**BRIEF**
Copy every one of the rows below verbatim, keeping each line and character unchanged.

**WORKING DATA**
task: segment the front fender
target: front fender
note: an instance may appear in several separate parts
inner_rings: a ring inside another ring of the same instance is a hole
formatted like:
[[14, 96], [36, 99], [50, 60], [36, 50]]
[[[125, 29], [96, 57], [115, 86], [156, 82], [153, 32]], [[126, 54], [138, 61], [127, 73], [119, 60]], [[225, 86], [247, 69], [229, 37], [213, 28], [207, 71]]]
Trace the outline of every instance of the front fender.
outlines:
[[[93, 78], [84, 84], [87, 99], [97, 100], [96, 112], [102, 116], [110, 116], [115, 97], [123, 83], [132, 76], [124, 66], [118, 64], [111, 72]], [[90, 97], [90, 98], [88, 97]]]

**TASK OUTPUT**
task: segment the front fender
target: front fender
note: an instance may appear in several separate parts
inner_rings: a ring inside another ring of the same instance is a hole
formatted like:
[[14, 96], [36, 99], [50, 60], [36, 50]]
[[[125, 29], [96, 57], [115, 86], [156, 82], [153, 32]], [[126, 54], [138, 61], [127, 73], [119, 60]], [[225, 86], [247, 69], [229, 37], [213, 28], [207, 71]]]
Trace the outline of every instance of the front fender.
outlines:
[[[93, 78], [84, 84], [87, 99], [97, 100], [96, 112], [102, 116], [110, 116], [115, 97], [123, 83], [132, 76], [124, 66], [118, 64], [111, 72]], [[90, 97], [90, 98], [88, 97]]]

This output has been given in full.